#### Stated goal
From the transcript on tech private equity deals, copy word for word the portion that opens with "Sort of the" and ends with "next, um, page.".

#### Excerpted passage
Um, we, you know, the first thing that I wanted to just highlight is, you know, that tech overall continues
to be a really big part of the overall private equity investing landscape.
It tends to trend, trend about 20%, give or take of deal activity.
Um, on the left hand side you can see deal volume, um, and on the, uh, the right hand side it's, um, sorry,
can we re I'm gonna cut that part. Forget what the difference is. Um, okay, I got, I'm, I'm back.
Okay, so the left hand side you see deal volume over, um, over the last, uh, few years.
And on the right hand side it's the quarterly view.
Um, so you don't have to go into the details, but basically tech has been sort of 20% of, of overall
deal volume, give or take. And then, you know, going forward when we looked at the last few quarters, it's actually risen back to above 20%.
Part of that is just due to, um, overall PE sort of in the black, um, declines over the past couple years
and tech sort of holding steady. But I also think it's just continued renewed interest in tech as a sector.
And we'll talk a little bit about some of the reasons why in a second.
Catherine, if you go to the next slide, um, this is now a double click on tech specific.
So looking at only tech deal, um, deals being done in North America, again, the, you know, overall deal volume is expected to, to increase.
So the way to read this is, you know, this is an annual chart.
2021 was a wa a high watermark for tech PE activities.
Sort of the highest we'd ever seen since 2021 up until recently we've been seeing a decline in terms of deal volume.
Part of that was just due to some of the macro, um, conditions.
It was quite hard to borrow money inflation, um, you know, inflation concerns and interest rates were, were high.
What we've seen since sort of back half of 2024 going into 2025 is really a re a retake up of, of tech deal volume.
So 2024 hit just above a thousand in terms of deals.
Um, and in 2025, this is just showing the first half of the year, but you'll see if you annualize that
and account for data lags and things like that, we think we're gonna actually, um, finish above 2024.
So by no means back to the high, high marks of 2021, but much back to sort of business as usual,
if you look at pre 2020, you go to the next, um, page.
No, and the one other thing on that page was just that as a percentage, LBO volumes are actually quite, um, are,
are sort of still suppressed. And actually we'll talk about it in a second, but a lot of what you're seeing in deal volume is increases
in minority deals and add-ons and things like that. But sort of a few other checks, um, and things we look at.
One is IPOs, again, seeing some positive momentum on IPOs coming into 2025.

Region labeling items
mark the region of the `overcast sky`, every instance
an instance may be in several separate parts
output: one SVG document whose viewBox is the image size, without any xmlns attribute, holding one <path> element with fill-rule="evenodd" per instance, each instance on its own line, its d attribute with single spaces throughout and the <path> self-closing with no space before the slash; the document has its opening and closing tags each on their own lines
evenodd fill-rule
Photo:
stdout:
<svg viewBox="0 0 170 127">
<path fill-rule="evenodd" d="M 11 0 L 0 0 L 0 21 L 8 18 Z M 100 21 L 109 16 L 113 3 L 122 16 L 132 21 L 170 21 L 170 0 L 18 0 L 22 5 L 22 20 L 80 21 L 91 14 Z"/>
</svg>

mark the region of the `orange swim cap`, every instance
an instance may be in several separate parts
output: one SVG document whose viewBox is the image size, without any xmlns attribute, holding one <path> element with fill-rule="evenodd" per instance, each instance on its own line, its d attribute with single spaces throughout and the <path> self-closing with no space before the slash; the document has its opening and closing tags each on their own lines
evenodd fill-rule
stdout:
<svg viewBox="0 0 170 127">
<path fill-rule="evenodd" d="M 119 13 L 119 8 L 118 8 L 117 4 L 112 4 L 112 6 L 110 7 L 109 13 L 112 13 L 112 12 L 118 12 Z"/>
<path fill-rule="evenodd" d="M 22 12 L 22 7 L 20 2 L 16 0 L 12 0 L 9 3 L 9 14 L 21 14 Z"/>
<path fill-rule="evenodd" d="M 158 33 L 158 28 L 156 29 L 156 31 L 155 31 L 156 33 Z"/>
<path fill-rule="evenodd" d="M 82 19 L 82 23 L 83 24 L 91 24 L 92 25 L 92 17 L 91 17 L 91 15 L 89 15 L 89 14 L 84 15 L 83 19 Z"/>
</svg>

#### Exercise answer
Sort of the highest we'd ever seen since 2021 up until recently we've been seeing a decline in terms of deal volume.
Part of that was just due to some of the macro, um, conditions.
It was quite hard to borrow money inflation, um, you know, inflation concerns and interest rates were, were high.
What we've seen since sort of back half of 2024 going into 2025 is really a re a retake up of, of tech deal volume.
So 2024 hit just above a thousand in terms of deals.
Um, and in 2025, this is just showing the first half of the year, but you'll see if you annualize that
and account for data lags and things like that, we think we're gonna actually, um, finish above 2024.
So by no means back to the high, high marks of 2021, but much back to sort of business as usual,
if you look at pre 2020, you go to the next, um, page.